Begin your copy at the line that holds "# rows come back like column 942, row 493" and carry it through the final line of the data, writing out each line exactly and omitting pictures.
---- STUDY MATERIAL
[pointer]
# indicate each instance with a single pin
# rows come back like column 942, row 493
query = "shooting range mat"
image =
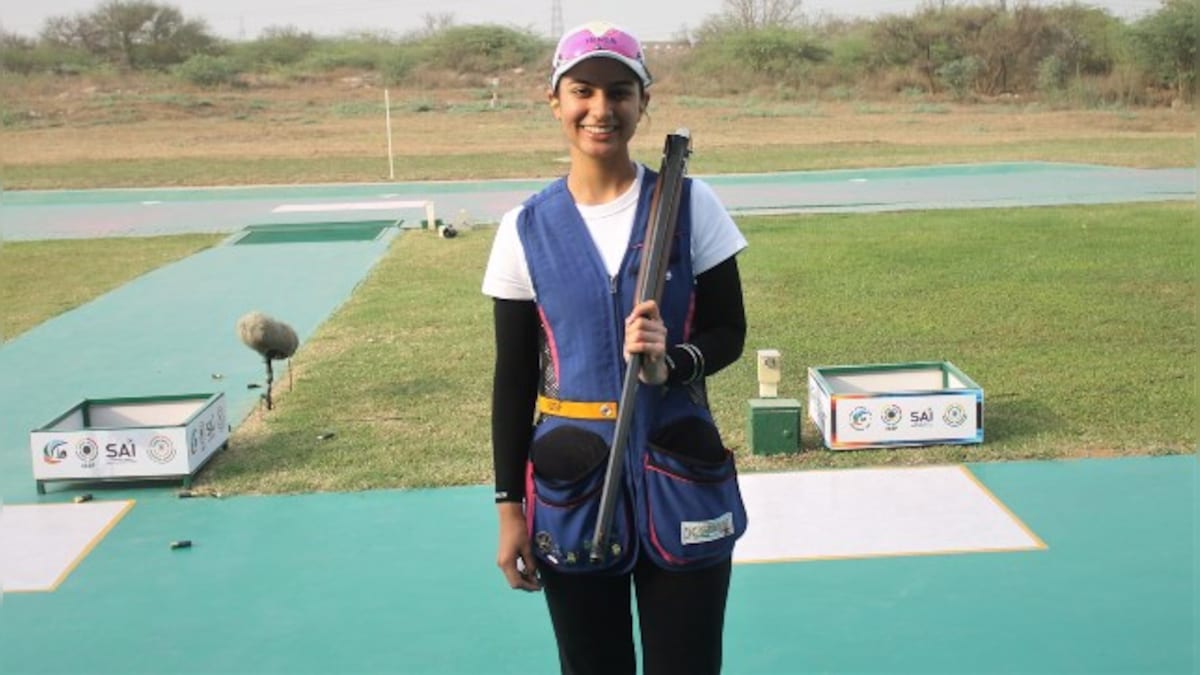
column 874, row 512
column 41, row 544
--------
__SOLUTION FOR THIS TASK__
# rows come back like column 942, row 493
query = "shooting range mat"
image =
column 874, row 512
column 41, row 544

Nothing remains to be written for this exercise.